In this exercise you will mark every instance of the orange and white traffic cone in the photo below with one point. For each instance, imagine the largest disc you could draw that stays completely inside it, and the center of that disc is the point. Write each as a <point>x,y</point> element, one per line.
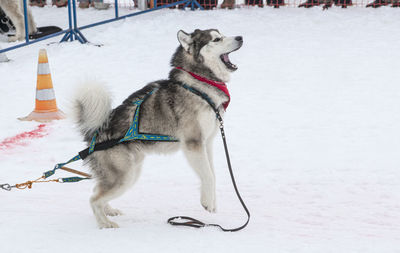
<point>45,105</point>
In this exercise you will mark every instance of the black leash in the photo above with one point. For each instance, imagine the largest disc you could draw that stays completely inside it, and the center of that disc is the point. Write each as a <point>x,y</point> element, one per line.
<point>191,222</point>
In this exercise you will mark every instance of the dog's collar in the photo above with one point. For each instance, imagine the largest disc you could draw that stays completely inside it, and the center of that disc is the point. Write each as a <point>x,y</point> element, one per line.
<point>219,85</point>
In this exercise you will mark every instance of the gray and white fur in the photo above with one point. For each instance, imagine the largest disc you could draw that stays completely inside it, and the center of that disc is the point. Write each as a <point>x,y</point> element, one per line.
<point>14,9</point>
<point>171,110</point>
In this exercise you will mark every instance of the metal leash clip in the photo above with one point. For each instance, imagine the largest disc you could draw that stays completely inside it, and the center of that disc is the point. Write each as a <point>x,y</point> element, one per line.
<point>6,187</point>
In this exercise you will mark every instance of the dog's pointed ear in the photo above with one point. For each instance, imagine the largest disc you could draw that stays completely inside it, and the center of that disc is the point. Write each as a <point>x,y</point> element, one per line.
<point>184,39</point>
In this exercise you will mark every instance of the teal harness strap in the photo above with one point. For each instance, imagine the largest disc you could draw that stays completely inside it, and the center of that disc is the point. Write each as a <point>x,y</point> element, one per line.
<point>131,134</point>
<point>59,165</point>
<point>133,131</point>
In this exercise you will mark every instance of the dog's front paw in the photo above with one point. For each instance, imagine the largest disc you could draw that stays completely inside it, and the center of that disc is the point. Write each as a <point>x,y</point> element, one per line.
<point>108,224</point>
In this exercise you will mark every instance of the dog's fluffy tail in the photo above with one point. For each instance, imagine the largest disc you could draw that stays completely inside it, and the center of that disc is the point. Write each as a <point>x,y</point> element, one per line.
<point>91,107</point>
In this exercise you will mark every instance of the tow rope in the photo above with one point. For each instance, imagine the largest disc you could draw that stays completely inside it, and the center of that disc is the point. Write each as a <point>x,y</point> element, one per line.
<point>133,134</point>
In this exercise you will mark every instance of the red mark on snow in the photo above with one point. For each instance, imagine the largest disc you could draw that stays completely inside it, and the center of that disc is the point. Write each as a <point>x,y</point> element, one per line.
<point>20,139</point>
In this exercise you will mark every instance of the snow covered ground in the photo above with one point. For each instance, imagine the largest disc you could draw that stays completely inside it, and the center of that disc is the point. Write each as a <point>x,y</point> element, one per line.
<point>313,131</point>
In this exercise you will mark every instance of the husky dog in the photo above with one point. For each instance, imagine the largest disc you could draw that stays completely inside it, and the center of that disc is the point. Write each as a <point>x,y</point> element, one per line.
<point>171,110</point>
<point>14,9</point>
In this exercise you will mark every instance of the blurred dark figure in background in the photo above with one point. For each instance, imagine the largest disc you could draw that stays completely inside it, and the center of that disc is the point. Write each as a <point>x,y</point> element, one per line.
<point>326,3</point>
<point>379,3</point>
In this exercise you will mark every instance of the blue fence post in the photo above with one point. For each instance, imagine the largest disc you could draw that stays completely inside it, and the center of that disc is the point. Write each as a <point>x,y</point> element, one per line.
<point>116,8</point>
<point>26,22</point>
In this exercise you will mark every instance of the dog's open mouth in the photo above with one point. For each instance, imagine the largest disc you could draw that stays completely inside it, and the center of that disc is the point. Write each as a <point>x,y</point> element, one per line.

****************

__Description of the task__
Lay out all the items above as a numbered list, leaving out blank lines and any pictures.

__Response below__
1. In this exercise you will mark every instance of the orange and white traffic cone in the photo below with one point. For each instance, imagine the largest disc you could draw that stays completely inside it, and the center of that disc is the point. Write each as a <point>x,y</point> element, one per line.
2. <point>45,105</point>
3. In this exercise you will mark every instance of the black leash in the photo above with one point. For each instance, imagine the largest disc you could draw that stays completely inside it, and the center of that disc is the point. Write each as a <point>x,y</point> element, one per line.
4. <point>191,222</point>
5. In this exercise you will mark every instance of the dog's collar in the photo above with one point. For each instance, imagine the largest disc you could draw that stays completely inside it, and the center of that disc is the point. Write each as a <point>x,y</point> element, one per line.
6. <point>219,85</point>
7. In this exercise you will mark every instance of the gray and white fur in the photo above with one point. For each instance, imagine the largest disc you could draw that stays completely inside it, and the center of that disc is the point. Write each as a <point>x,y</point> element, one per line.
8. <point>14,9</point>
9. <point>171,110</point>
10. In this exercise you will mark every instance of the metal leash clip in the photo above with one point. For each instance, imagine the largest disc you could draw that stays completely inside it, and the center of that disc is the point. Write each as a <point>x,y</point> element, one per line.
11. <point>6,187</point>
12. In this exercise you will mark every instance of the dog's pointed ear in the photo above with one point. For each instance, imagine the largest disc you could draw that stays completely inside it, and the center of that disc is the point. Write each as a <point>x,y</point> element, one per line.
13. <point>184,39</point>
14. In this exercise you will mark every instance of the teal harness strap in the photo above with one point. For each instance, imagine the largest disc you could draw that stays completely inside it, and the center of that disc is the point. Write each as a <point>x,y</point> element, one per line.
15. <point>131,134</point>
16. <point>59,165</point>
17. <point>133,131</point>
18. In this exercise you will mark every instance of the dog's front paw in the photo above with one point. For each instance, imagine the largest disc you could draw that stays completely inside it, and the center of that disc is the point. Write each as a <point>x,y</point> element, one per line.
19. <point>108,224</point>
20. In this exercise you will mark every instance of the dog's fluffy tail in the photo above with one point. For each instance, imagine the largest disc you could draw that stays completely inside it, and the center of that disc is the point. Write each as a <point>x,y</point> element, one per line.
21. <point>91,107</point>
22. In this exercise you will mark every instance of the tow rope in the photo above with one point. For each instance, imagine the largest disc you could draw that stays completely inside it, and the center of that disc is the point. Write each as a <point>x,y</point> element, one per line.
23. <point>133,134</point>
24. In this exercise you will mark every instance of the red mark on snow in the photo above with one point. For each instance, imagine the largest disc you could draw that stays completely inside it, and the center of that disc is the point. Write each as a <point>x,y</point> element, one per line.
25. <point>20,139</point>
26. In this exercise you will mark every instance of the snow covered ground in the photo above with one point. For each instance, imagine the largest disc you could draw that stays completely inside it, and the center of that disc is the point. Write each as a <point>x,y</point> element, one per line.
27. <point>313,131</point>
28. In this exercise you will mark every instance of the husky dog in the photo above with one point. For each instance, imagine the largest disc you could draw that stays completely inside it, and the center of that disc is the point. Write each as a <point>x,y</point> element, one per line.
29. <point>171,110</point>
30. <point>14,9</point>
31. In this exercise you will mark every instance of the blurred dark figure in background in the photo above with one point. For each instance, imagine the largest disc you could draw that stays completely inside it, and the center of that disc is the point. Write each as a <point>x,y</point> element, one per line.
32. <point>326,3</point>
33. <point>379,3</point>
34. In this exercise you will mark every instance of the blue fence post in the photo above with one point. For each instance, imagine the largest disc you could draw that stays completely inside it, and the center of that disc is the point. Write each as a <point>x,y</point> element, one per line.
35. <point>116,8</point>
36. <point>26,22</point>
37. In this exercise you will mark every instance of the dog's open mouth in the photo above with one point. For each instance, imagine the largest disc you could draw that stays completely inside it, and the center of that disc is the point. Write each as a <point>x,y</point> element, one per line.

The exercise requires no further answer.